THE PROBLEM.
Copy out each of the entries below word for word, with every line left unchanged.

GIVEN RECORDS.
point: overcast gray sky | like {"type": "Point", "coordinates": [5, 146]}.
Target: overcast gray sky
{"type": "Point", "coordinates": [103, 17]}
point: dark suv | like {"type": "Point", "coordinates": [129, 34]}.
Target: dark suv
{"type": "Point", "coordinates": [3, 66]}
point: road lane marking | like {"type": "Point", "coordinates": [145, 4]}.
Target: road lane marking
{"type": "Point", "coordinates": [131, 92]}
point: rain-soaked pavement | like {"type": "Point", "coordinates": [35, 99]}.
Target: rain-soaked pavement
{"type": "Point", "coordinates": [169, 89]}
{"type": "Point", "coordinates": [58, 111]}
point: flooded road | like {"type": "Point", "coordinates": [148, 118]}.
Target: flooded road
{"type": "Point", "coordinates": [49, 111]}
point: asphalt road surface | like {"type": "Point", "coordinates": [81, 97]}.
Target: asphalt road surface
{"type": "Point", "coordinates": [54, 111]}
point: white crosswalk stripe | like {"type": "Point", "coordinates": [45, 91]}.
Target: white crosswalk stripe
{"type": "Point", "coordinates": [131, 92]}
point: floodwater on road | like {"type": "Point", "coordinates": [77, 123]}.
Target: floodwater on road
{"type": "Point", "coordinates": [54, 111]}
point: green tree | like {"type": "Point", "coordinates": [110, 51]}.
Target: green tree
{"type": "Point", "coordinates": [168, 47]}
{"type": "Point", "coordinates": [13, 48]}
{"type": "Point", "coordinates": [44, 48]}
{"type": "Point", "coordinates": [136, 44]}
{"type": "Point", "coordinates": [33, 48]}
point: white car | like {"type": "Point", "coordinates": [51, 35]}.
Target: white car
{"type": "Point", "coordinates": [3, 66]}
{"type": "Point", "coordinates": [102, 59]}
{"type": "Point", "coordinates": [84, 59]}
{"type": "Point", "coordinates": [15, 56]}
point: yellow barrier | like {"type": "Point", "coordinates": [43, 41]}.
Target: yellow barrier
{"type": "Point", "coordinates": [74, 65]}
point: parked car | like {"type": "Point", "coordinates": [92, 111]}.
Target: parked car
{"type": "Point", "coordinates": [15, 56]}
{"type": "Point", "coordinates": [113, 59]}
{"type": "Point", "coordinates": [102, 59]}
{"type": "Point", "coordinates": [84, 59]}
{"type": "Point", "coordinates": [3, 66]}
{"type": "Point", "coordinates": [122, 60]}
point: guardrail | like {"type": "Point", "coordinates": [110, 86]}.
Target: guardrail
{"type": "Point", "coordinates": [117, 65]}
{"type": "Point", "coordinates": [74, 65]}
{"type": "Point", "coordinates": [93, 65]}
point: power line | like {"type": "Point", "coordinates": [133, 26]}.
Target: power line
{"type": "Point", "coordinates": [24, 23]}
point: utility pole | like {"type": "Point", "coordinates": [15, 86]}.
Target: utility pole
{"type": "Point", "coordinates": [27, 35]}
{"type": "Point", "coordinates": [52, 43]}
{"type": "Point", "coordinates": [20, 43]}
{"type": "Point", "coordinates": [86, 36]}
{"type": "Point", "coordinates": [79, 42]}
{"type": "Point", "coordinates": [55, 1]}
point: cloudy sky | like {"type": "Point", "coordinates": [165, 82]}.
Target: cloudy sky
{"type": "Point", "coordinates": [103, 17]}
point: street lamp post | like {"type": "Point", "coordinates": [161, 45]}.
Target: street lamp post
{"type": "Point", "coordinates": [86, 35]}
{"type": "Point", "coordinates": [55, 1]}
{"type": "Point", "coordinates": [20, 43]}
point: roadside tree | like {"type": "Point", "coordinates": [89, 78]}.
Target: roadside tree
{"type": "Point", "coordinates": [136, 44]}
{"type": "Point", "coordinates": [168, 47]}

SOLUTION FOR THIS TASK.
point: overcast gray sky | like {"type": "Point", "coordinates": [5, 146]}.
Target: overcast gray sky
{"type": "Point", "coordinates": [103, 17]}
point: dark suv | like {"type": "Point", "coordinates": [129, 34]}.
Target: dark suv
{"type": "Point", "coordinates": [3, 66]}
point: road lane marking | like {"type": "Point", "coordinates": [145, 4]}.
Target: road lane marking
{"type": "Point", "coordinates": [131, 92]}
point: rain-soaked pavement | like {"type": "Point", "coordinates": [35, 99]}.
Target: rain-soaked pavement
{"type": "Point", "coordinates": [169, 89]}
{"type": "Point", "coordinates": [58, 111]}
point: flooded road | like {"type": "Point", "coordinates": [148, 118]}.
Target: flooded road
{"type": "Point", "coordinates": [49, 111]}
point: asphalt road surface | like {"type": "Point", "coordinates": [81, 97]}.
Target: asphalt road surface
{"type": "Point", "coordinates": [54, 111]}
point: white crosswalk stripe | like {"type": "Point", "coordinates": [45, 91]}.
Target: white crosswalk stripe
{"type": "Point", "coordinates": [131, 92]}
point: floodwater on road | like {"type": "Point", "coordinates": [77, 123]}.
Target: floodwater on road
{"type": "Point", "coordinates": [54, 111]}
point: green tree | like {"type": "Point", "coordinates": [110, 51]}.
Target: green tree
{"type": "Point", "coordinates": [168, 47]}
{"type": "Point", "coordinates": [13, 48]}
{"type": "Point", "coordinates": [44, 48]}
{"type": "Point", "coordinates": [136, 44]}
{"type": "Point", "coordinates": [33, 48]}
point: white car | like {"type": "Point", "coordinates": [51, 35]}.
Target: white car
{"type": "Point", "coordinates": [3, 66]}
{"type": "Point", "coordinates": [102, 59]}
{"type": "Point", "coordinates": [84, 59]}
{"type": "Point", "coordinates": [15, 56]}
point: yellow barrier | like {"type": "Point", "coordinates": [43, 41]}.
Target: yellow barrier
{"type": "Point", "coordinates": [74, 65]}
point: parked car | like {"type": "Point", "coordinates": [92, 111]}.
Target: parked car
{"type": "Point", "coordinates": [15, 56]}
{"type": "Point", "coordinates": [113, 59]}
{"type": "Point", "coordinates": [102, 59]}
{"type": "Point", "coordinates": [84, 59]}
{"type": "Point", "coordinates": [3, 66]}
{"type": "Point", "coordinates": [122, 60]}
point: guardrail | like {"type": "Point", "coordinates": [110, 86]}.
Target: guardrail
{"type": "Point", "coordinates": [117, 65]}
{"type": "Point", "coordinates": [74, 65]}
{"type": "Point", "coordinates": [93, 65]}
point: power line | like {"type": "Point", "coordinates": [133, 26]}.
Target: power line
{"type": "Point", "coordinates": [24, 23]}
point: utility pole | like {"type": "Point", "coordinates": [15, 86]}.
Target: utility pole
{"type": "Point", "coordinates": [27, 35]}
{"type": "Point", "coordinates": [52, 43]}
{"type": "Point", "coordinates": [20, 43]}
{"type": "Point", "coordinates": [86, 36]}
{"type": "Point", "coordinates": [79, 42]}
{"type": "Point", "coordinates": [55, 1]}
point: cloudy sky | like {"type": "Point", "coordinates": [165, 82]}.
Target: cloudy sky
{"type": "Point", "coordinates": [103, 17]}
point: street lamp post | like {"type": "Point", "coordinates": [161, 45]}.
Target: street lamp post
{"type": "Point", "coordinates": [86, 35]}
{"type": "Point", "coordinates": [55, 1]}
{"type": "Point", "coordinates": [20, 43]}
point: roadside tree | like {"type": "Point", "coordinates": [89, 78]}.
Target: roadside tree
{"type": "Point", "coordinates": [136, 44]}
{"type": "Point", "coordinates": [168, 47]}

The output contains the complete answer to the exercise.